■ **DATA IN THIS EXERCISE**
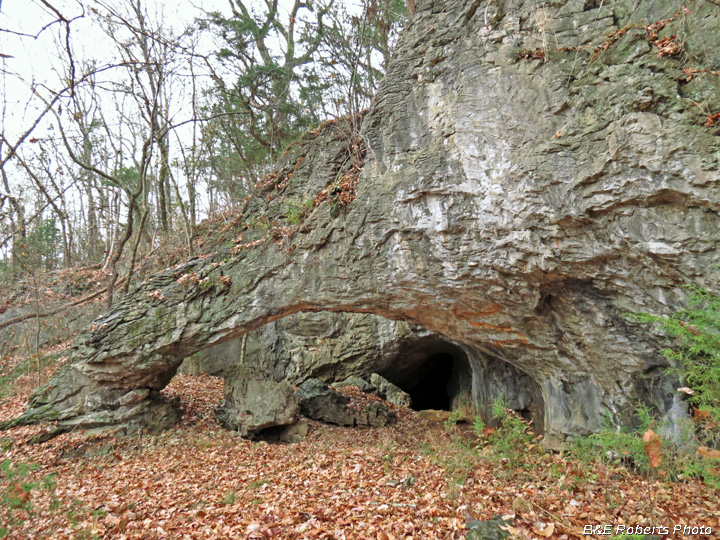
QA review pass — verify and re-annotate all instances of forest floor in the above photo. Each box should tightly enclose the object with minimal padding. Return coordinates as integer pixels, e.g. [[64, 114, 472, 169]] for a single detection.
[[0, 374, 720, 540]]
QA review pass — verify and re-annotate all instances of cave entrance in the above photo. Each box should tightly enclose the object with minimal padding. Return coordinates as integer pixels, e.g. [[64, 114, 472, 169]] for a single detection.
[[403, 353, 453, 411], [380, 342, 472, 411]]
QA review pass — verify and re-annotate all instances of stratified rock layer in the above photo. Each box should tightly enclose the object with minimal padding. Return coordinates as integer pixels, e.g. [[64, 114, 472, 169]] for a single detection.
[[5, 0, 720, 435]]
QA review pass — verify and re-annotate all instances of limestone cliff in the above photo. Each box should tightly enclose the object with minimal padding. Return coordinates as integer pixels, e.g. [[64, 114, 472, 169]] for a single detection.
[[2, 0, 720, 442]]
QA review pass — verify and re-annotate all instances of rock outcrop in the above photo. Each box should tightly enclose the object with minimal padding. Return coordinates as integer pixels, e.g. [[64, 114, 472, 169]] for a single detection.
[[214, 365, 299, 437], [295, 379, 396, 427], [2, 0, 720, 442]]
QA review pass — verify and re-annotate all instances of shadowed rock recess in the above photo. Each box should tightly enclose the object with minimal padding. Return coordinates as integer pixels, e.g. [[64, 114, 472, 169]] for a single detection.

■ **EXERCISE AIM**
Reproduce every line of the data above verbatim, omitting the picture.

■ **ANSWER BELOW**
QA review pass — verify and re-annotate all instances of forest floor in the above photo. Each box should tightly enclose the object with minimal padding. Return coordinates as integer pixels, e.g. [[64, 114, 472, 169]] for a single detection.
[[0, 374, 720, 540]]
QA review pass — verify and re-annotate all instances of cave entrance in the above photo. Each box should tightly enclose the object with minimal padding. Return coordinates as integer pixels, e.g. [[64, 114, 472, 169]] for a single detection.
[[403, 353, 453, 411], [380, 342, 472, 411]]
QA review pass — verify and re-annotate all instances of stratified rock layer in the above photo. Each box should tightly enclose the object with minimal padding. Return coordinates as integer pixels, e.g. [[64, 114, 472, 169]] for a single detection.
[[5, 0, 720, 435]]
QA review pass — verify and re-annotate all instances of limestone cliff in the above photo. Each box should tightly enclose the object with minimal padding. Return coordinates as integer pixels, e.g. [[64, 114, 472, 169]] for a single detection.
[[2, 0, 720, 442]]
QA review pass — verify and re-annotate all instances of rock outcrop in the above photo. Each box should tightly enclose the object with minimal padding. Return coordinates as integer pixels, e.g. [[64, 114, 472, 169]] for a single detection.
[[214, 365, 299, 437], [295, 379, 396, 427], [2, 0, 720, 442]]
QA review pass — verify and re-annotate all instances of shadowed rock recess in the above photo. Each box should tightly enclose the object with minimal padding. Return coordinates as integer pixels, e.g. [[64, 114, 472, 169]] for a single detection.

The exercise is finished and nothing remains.